-- Start --

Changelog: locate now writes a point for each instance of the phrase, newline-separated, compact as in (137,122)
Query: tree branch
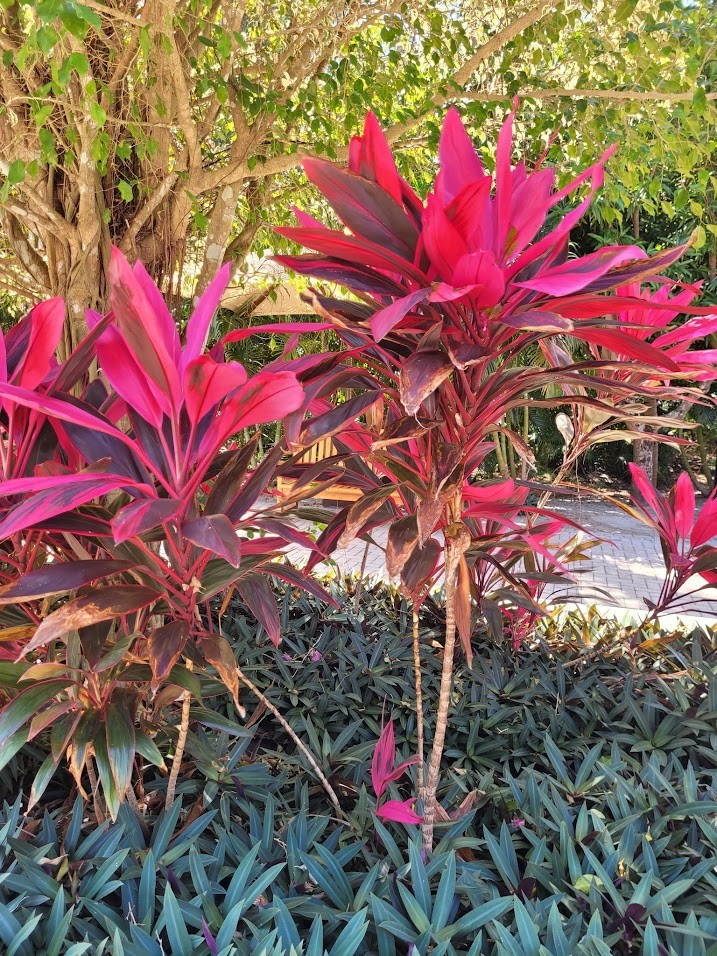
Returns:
(143,214)
(280,164)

-- End --

◆ Exercise requirements
Convert the records above into a two-column CSV with the header row text,answer and one row per record. Put each record's text and its answer in one quoted field each, replace line breaks with spaces, and leave out the pictures.

◆ Answer in full
text,answer
"Changelog: locate now writes a point for each instance of the phrase, newline-separated, compact as in (137,122) Query: tree branch Returns:","(143,214) (280,164)"